§ **SET TASK A**:
According to the passage about jumping the shark, which series is one good example of a great show that never jumped?
§ **SET TASK B**:
Reproduce part of the passage about jumping the shark word for word, starting at the words "My favorite example" and stopping after "you next week!".

** begin EXTRACT **

My favorite example was when The Life of Reilly jumped the shark, on purpose. Reilly got into such a mess that there was no chance of him getting out of it. The writers piled it on. With only a few seconds to go, Reilly had lost his job, infuriated all of his friends and neighbors, ruined his family, basically wrecked his life for all time. At the end, a voice-over said that even the writers couildn't get him out of this one... see you next week!

I always enjoyed visiting the Jump the Shark website. It used to list almost every series ever recorded, with lengthy viewpoints of the point in the show where it lost it's entertainment value and went for the ridiculous. There were lists of the greatest shows that never jumped - Fawlty Towers being one good example. Any one remember this website before it was sold and became unreachable through Yahoo?

BTW: I liked the comment: "Doctor Who jumped the shark, but in the good kind of way, where it went from fighting men in suits to fighting warrior monks with swords with a Roman Legionnaire backing you up."

** end EXTRACT **
** begin RECORDS SHOWN **

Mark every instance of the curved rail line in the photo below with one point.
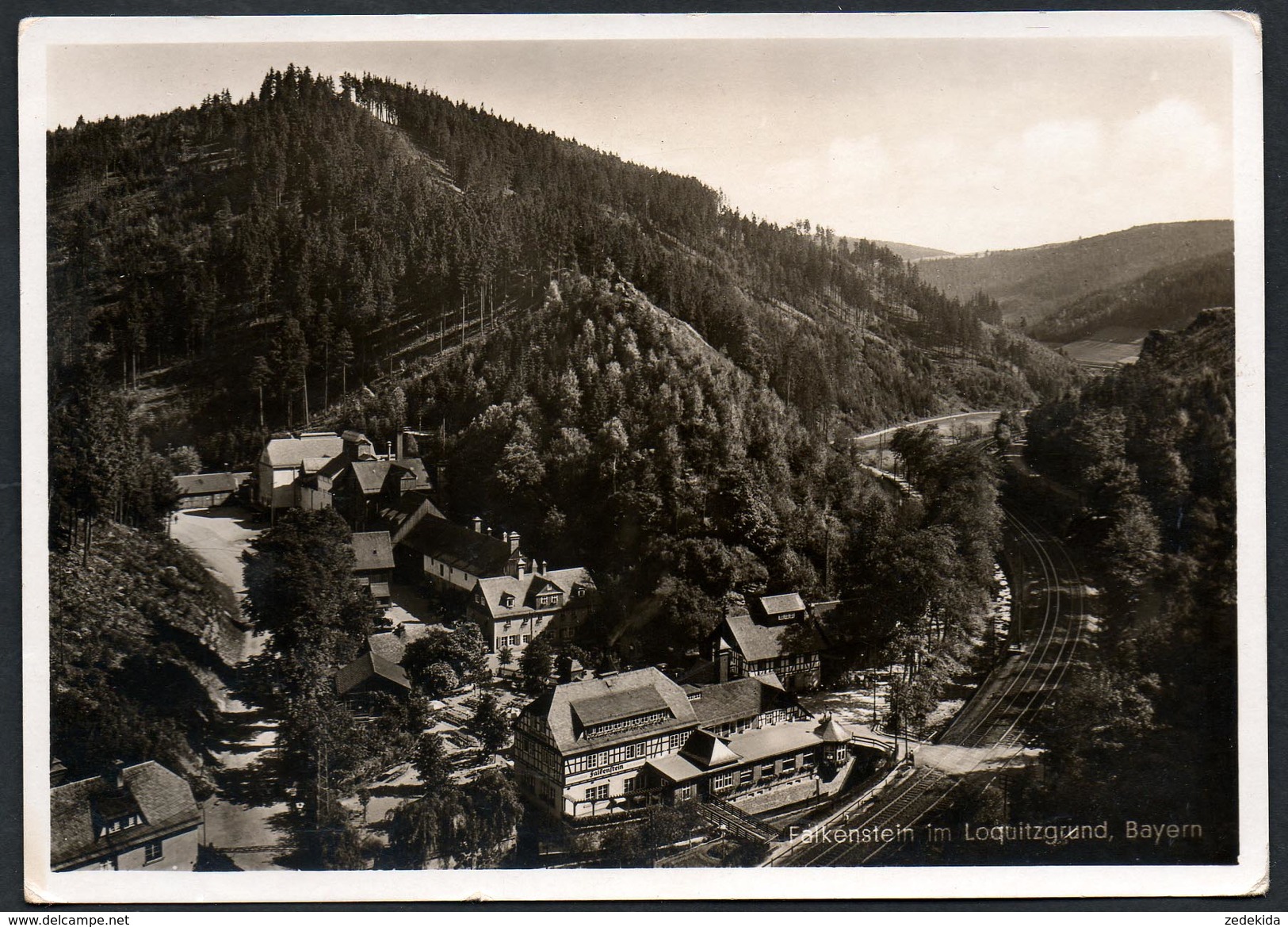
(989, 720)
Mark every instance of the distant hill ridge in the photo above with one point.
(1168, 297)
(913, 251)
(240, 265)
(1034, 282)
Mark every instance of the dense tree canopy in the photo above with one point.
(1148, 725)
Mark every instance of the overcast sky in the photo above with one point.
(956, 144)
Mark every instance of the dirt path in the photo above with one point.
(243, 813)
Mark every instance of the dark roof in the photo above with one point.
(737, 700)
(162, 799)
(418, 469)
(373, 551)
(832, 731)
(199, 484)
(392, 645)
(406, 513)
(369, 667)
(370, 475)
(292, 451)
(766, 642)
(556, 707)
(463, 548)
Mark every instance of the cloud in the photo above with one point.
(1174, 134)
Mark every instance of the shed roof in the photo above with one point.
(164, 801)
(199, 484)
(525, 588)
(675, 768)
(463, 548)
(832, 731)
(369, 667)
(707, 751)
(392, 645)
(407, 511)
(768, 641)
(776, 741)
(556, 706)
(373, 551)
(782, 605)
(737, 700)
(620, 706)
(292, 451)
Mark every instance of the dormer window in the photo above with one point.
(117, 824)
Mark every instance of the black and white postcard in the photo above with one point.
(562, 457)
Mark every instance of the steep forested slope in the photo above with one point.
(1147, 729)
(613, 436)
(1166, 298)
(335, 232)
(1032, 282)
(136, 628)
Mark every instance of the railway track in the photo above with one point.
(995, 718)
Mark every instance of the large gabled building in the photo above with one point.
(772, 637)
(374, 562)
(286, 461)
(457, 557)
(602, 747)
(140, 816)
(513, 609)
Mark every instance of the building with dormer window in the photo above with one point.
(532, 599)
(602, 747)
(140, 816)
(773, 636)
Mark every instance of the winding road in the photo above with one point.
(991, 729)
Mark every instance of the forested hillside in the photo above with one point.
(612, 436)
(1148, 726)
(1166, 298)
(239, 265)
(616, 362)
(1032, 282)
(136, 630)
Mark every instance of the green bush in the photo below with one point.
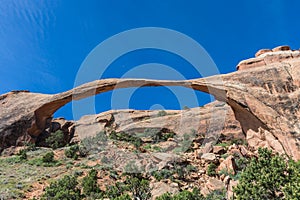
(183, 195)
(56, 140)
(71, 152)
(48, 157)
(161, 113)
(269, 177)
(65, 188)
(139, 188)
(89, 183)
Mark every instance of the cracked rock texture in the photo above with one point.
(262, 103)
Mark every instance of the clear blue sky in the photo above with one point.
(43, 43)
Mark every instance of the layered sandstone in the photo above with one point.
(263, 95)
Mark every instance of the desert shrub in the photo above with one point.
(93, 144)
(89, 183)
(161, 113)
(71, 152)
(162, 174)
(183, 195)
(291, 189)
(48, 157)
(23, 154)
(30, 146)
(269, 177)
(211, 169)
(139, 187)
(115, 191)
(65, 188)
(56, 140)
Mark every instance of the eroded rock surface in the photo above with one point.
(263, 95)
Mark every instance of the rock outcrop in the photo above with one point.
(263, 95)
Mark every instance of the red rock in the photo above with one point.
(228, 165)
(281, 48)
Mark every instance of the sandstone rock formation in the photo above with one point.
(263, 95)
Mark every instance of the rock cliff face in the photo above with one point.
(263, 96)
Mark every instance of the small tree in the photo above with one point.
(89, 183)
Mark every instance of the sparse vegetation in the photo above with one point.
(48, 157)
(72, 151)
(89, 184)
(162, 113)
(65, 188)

** end RECORDS SHOWN **
** begin RECORDS SHOWN **

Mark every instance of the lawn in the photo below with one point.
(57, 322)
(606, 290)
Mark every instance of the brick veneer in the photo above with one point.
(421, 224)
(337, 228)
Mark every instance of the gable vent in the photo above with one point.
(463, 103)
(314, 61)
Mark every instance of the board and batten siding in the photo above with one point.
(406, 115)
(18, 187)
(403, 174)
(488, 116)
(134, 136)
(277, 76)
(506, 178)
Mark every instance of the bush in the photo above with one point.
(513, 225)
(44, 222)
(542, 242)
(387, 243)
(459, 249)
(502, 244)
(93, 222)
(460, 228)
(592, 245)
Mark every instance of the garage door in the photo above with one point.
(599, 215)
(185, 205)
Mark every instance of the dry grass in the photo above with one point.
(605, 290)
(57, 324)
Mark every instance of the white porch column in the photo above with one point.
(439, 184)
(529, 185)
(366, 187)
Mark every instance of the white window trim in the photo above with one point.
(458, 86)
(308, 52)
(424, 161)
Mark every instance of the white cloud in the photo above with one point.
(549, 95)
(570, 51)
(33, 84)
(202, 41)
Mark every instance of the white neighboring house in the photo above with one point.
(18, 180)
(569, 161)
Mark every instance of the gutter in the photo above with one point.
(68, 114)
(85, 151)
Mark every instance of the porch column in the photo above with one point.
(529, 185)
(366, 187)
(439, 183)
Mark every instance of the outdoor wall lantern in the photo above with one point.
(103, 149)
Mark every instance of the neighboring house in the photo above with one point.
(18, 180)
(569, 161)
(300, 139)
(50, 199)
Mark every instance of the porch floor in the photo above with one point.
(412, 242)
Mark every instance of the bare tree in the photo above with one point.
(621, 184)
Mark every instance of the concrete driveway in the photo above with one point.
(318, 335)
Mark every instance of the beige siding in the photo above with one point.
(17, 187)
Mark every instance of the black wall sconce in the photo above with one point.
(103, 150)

** end RECORDS SHOWN **

§ **ANSWER A**:
Fawlty Towers

§ **ANSWER B**:
My favorite example was when The Life of Reilly jumped the shark, on purpose. Reilly got into such a mess that there was no chance of him getting out of it. The writers piled it on. With only a few seconds to go, Reilly had lost his job, infuriated all of his friends and neighbors, ruined his family, basically wrecked his life for all time. At the end, a voice-over said that even the writers couildn't get him out of this one... see you next week!